*Task to complete*:
Transcribe verbatim every line from the line containing "Target: blue glove" to the end of the entries, including both endpoints. Output nothing beyond those lines.

____

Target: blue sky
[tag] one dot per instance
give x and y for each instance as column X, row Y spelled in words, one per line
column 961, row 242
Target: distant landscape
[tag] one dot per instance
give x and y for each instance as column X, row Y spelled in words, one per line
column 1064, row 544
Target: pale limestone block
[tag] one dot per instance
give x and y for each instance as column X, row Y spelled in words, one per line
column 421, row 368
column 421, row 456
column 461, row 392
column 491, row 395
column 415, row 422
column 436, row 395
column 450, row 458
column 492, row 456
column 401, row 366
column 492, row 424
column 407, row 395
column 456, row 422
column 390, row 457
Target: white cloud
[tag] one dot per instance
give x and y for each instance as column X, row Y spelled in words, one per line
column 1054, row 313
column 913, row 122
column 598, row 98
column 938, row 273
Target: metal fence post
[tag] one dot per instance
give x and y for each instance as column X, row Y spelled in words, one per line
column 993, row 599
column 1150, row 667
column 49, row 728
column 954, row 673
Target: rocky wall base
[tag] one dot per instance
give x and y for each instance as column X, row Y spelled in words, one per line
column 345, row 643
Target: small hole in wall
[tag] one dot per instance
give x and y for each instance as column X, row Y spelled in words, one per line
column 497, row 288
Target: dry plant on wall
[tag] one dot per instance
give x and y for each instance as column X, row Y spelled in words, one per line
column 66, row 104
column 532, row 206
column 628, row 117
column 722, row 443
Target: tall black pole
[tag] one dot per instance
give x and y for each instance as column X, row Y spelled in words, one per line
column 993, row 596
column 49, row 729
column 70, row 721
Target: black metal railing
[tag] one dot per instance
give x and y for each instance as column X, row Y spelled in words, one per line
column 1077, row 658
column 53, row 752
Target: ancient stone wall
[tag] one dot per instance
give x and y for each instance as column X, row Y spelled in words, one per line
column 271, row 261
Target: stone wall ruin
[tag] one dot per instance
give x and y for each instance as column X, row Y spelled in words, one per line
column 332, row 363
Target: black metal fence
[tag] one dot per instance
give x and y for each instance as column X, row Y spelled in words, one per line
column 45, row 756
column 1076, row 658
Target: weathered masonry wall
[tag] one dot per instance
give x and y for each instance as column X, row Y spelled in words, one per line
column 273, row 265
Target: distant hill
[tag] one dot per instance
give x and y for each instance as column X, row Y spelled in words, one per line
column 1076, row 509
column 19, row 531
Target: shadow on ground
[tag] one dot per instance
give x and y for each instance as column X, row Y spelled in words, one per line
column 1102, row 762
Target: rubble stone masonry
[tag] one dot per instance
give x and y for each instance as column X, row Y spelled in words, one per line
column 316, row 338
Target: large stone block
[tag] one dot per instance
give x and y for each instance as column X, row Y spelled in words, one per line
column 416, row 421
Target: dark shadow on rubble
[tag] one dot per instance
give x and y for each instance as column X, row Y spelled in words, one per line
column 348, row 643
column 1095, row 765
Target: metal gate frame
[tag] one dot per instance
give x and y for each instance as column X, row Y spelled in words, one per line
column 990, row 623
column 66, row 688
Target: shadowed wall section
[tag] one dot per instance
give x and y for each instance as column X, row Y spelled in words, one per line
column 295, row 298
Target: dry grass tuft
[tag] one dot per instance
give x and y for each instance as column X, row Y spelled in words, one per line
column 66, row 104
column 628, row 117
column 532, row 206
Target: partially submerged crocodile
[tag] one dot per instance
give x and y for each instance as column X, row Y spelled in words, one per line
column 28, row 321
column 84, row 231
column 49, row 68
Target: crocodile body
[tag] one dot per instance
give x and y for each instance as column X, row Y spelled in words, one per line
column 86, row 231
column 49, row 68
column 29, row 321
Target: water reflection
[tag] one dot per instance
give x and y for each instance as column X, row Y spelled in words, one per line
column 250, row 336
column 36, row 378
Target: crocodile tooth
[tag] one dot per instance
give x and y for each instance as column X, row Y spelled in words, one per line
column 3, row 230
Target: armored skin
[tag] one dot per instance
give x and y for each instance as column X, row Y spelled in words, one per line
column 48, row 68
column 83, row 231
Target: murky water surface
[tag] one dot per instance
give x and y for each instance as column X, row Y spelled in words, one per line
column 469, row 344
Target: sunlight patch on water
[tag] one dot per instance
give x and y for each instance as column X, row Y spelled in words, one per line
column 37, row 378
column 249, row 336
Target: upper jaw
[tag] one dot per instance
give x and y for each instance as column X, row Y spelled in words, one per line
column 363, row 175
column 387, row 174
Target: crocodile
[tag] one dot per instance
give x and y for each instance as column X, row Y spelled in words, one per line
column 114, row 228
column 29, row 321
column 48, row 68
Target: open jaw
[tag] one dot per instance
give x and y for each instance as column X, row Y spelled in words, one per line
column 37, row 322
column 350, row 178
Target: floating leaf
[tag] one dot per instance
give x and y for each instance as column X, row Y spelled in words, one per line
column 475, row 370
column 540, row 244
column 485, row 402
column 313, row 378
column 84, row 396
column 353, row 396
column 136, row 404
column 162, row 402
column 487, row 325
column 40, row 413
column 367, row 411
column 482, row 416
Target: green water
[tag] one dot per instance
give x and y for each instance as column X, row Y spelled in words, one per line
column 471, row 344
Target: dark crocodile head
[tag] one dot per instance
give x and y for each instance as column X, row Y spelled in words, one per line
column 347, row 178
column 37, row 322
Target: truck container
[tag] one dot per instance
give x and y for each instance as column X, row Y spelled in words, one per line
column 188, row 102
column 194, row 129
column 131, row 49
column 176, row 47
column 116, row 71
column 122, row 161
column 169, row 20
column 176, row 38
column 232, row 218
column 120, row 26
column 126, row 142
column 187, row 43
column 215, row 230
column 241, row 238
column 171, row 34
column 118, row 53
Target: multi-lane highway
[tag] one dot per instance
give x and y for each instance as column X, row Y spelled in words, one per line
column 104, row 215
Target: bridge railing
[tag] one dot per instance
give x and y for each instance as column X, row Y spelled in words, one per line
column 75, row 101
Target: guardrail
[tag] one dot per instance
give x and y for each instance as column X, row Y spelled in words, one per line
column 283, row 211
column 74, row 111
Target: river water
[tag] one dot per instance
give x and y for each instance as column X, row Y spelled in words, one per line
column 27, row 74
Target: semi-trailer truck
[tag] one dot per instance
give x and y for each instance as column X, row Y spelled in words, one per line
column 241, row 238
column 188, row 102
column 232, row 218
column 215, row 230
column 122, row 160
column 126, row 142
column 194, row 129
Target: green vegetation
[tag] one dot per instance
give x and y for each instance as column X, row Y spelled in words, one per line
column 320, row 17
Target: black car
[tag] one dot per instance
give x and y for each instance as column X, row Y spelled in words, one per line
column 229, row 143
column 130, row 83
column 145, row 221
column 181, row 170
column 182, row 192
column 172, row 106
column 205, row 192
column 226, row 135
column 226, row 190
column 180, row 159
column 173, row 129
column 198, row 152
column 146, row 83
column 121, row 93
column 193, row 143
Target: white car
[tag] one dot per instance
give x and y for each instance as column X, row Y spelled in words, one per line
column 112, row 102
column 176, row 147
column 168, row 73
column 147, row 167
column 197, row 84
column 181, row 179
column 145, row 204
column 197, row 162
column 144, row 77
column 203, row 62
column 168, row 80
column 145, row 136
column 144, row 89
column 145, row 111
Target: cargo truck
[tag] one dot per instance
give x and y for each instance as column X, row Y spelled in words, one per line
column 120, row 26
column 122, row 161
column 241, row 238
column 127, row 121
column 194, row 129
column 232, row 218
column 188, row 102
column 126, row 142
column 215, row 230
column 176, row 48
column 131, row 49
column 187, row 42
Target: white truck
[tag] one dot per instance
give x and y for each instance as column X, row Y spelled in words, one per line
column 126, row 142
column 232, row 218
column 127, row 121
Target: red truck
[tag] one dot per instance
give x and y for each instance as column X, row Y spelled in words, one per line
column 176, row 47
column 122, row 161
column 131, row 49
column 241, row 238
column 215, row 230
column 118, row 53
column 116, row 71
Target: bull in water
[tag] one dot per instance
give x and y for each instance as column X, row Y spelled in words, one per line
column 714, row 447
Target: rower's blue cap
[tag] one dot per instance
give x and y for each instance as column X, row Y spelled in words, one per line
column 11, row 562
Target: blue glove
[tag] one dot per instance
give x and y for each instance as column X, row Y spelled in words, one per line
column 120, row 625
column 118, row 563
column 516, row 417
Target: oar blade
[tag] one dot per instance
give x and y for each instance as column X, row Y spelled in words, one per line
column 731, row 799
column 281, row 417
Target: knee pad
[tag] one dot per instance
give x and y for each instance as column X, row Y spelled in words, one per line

____

*Exercise result*:
Target: blue glove
[tag] one dot per instance
give x and y for each instance as column X, row Y spelled in words, one per line
column 120, row 625
column 118, row 563
column 516, row 417
Target: oar blade
[tag] one dot per instance
give x and y for each instance as column X, row Y spelled in words, one per line
column 731, row 799
column 281, row 417
Target: knee pad
[tag] one dot per instance
give x and y for each instance as column X, row Y spelled in words, one per line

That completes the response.